## start PROVIDED INFORMATION
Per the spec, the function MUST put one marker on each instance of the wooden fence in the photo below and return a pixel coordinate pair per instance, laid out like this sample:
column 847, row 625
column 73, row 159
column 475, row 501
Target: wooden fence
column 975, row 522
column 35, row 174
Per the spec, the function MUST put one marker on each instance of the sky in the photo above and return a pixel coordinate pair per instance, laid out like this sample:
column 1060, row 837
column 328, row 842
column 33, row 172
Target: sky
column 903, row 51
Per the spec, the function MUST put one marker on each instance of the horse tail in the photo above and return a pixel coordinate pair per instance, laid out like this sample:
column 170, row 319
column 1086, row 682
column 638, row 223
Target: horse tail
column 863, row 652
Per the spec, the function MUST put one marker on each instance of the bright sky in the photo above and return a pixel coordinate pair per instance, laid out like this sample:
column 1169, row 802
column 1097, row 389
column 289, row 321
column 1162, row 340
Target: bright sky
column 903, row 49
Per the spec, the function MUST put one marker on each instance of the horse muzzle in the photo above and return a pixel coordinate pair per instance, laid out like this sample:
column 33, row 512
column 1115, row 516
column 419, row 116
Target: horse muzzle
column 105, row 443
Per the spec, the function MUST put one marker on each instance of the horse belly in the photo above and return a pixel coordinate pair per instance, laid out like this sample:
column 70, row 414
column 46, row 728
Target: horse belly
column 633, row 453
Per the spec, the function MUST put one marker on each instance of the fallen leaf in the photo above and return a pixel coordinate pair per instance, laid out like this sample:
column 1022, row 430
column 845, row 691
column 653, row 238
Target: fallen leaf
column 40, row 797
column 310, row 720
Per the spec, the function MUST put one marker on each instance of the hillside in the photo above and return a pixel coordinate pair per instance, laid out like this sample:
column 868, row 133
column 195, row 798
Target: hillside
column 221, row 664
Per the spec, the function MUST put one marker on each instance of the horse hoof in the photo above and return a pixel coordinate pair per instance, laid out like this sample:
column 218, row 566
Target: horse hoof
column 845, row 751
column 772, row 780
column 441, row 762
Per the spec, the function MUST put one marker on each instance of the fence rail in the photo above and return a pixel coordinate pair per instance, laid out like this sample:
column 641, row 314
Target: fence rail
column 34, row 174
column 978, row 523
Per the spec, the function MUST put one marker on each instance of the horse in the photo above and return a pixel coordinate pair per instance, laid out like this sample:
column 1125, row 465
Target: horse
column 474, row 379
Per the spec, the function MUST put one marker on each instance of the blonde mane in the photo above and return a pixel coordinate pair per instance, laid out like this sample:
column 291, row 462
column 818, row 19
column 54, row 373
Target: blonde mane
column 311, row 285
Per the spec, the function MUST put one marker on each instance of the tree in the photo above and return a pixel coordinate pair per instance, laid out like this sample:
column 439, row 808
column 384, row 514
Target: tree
## end PROVIDED INFORMATION
▶ [GIVEN EXERCISE]
Quote every one of the rows above word for word, from first to last, without changing anything.

▶ [THE OUTPUT]
Per the spec, the function MUST put one marker on each instance of the wooden fence in the photo below and return a pixel coordinate pair per instance, laid out like this sample:
column 847, row 625
column 73, row 159
column 475, row 501
Target: wooden fence
column 975, row 522
column 35, row 174
Per the spec, the function MUST put one marker on each instance of the sky in the photo above and return a pixel coordinate pair per instance, laid out like this sample:
column 1060, row 837
column 328, row 842
column 33, row 172
Target: sky
column 903, row 51
Per the spec, the function MUST put one marker on each instance of the horse tail in the photo above and return a pixel coordinate pair per instance, laid out like this sample:
column 170, row 319
column 1086, row 682
column 638, row 223
Target: horse tail
column 863, row 652
Per the spec, the function MUST put one marker on each instance of the bright sky in the photo above and return a pixel coordinate pair per instance, laid out like this sample:
column 1169, row 802
column 1097, row 389
column 289, row 321
column 1162, row 340
Target: bright sky
column 903, row 49
Per the spec, the function MUST put one marker on each instance of the horse muzzle in the photo above and return a pixel coordinate pair per instance, laid out like this sample:
column 33, row 512
column 1115, row 516
column 419, row 116
Target: horse muzzle
column 105, row 443
Per the spec, the function MUST put one marker on each instance of the horse belly in the photo above and return a pixel coordinate pair per instance, laid out like this sample:
column 70, row 414
column 46, row 728
Target: horse belly
column 633, row 453
Per the spec, the function MUST put one marker on each instance of the fallen leaf in the photo above and return a pixel coordinate pair per instance, laid out like this sample:
column 1022, row 430
column 845, row 691
column 653, row 238
Target: fallen leaf
column 40, row 797
column 310, row 720
Per the spec, the function MUST put one marker on each instance of the hillside in the photo above and return a pixel coordinate pair per instance, laid out like this sample:
column 868, row 133
column 195, row 798
Target: hillside
column 221, row 664
Per the spec, the function MUST put one marker on each instance of the horse hoof in the photo above and return a pixel coordinate pair per instance, laid out like this sample:
column 218, row 566
Target: horse hoof
column 845, row 751
column 772, row 780
column 441, row 762
Per the spec, the function MUST put one marker on each instance of the fence rail in the photo above and return a pixel coordinate pair per instance, laid out like this sample:
column 641, row 314
Target: fence rail
column 34, row 174
column 978, row 523
Per the spec, the function MUST put one marker on each instance of the horse in the photo above and return a pixel coordinate pair per instance, laid out like this sample:
column 1125, row 465
Target: horse
column 474, row 379
Per the spec, the function MUST put one marker on each instance of the blonde mane in the photo above and return a pixel coordinate pair per instance, laid out like this sample:
column 291, row 462
column 818, row 19
column 54, row 373
Target: blonde mane
column 311, row 285
Per the spec, the function MUST put one marker on each instance of the tree in the photo above and return a pixel coordinate pair per instance, laid out like this sample:
column 439, row 808
column 384, row 514
Target: tree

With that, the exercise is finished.